- **Work item**: Copy every line from the records that holds the word "tower".

- **Source records**:
-------------------------
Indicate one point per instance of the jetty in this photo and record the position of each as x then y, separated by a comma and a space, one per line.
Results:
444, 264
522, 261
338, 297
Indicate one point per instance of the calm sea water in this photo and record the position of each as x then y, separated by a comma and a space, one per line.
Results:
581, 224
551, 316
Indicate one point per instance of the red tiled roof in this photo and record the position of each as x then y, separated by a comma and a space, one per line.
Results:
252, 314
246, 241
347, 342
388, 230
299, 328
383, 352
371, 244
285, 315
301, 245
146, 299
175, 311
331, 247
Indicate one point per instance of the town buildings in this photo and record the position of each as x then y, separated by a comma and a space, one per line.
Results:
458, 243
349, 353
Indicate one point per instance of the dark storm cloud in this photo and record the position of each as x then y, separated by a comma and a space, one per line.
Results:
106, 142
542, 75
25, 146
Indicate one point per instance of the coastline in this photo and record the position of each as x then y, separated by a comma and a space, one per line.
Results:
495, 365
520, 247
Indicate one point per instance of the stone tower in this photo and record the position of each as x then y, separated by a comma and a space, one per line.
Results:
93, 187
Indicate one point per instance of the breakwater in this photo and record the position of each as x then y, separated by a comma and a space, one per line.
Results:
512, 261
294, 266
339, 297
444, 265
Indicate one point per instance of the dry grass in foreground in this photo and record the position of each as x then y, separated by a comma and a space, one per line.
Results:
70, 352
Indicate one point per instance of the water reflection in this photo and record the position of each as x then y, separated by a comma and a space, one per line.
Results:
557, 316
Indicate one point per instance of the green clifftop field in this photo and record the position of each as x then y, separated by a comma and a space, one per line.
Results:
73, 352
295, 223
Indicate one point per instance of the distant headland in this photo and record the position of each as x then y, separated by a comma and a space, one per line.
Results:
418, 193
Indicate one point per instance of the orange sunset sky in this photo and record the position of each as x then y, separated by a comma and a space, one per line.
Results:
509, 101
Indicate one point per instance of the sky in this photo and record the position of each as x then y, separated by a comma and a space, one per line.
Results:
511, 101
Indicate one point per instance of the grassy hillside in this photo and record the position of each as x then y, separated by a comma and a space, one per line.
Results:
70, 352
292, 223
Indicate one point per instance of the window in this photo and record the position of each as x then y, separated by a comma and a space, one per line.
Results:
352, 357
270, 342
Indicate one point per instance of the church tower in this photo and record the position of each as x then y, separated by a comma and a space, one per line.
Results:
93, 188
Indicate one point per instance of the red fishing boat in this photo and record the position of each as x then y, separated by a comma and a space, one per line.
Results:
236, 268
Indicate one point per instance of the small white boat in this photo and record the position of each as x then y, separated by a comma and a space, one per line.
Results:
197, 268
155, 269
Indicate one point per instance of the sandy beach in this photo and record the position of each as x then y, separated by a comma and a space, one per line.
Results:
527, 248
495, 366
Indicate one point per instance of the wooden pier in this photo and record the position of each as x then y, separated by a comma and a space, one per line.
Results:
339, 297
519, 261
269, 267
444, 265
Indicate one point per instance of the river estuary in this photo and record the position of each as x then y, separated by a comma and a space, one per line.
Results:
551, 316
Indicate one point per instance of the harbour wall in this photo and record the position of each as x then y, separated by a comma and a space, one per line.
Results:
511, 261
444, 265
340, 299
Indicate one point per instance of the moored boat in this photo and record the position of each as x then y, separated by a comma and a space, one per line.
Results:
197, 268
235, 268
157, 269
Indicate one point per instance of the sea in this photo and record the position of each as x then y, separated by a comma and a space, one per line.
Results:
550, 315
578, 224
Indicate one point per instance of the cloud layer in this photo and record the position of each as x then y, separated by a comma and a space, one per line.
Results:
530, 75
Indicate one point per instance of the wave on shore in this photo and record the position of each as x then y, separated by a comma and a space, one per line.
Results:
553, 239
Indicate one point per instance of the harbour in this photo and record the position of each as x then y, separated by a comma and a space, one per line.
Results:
-------------------------
- **Solution to the problem**:
Indicate one point per instance of the stone tower in this photo and record the position of each as x then y, separated by a comma and a space, one per line.
Indicate one point per instance of the church tower in this photo and record the position of each as x then y, separated by a comma and a space, one per line.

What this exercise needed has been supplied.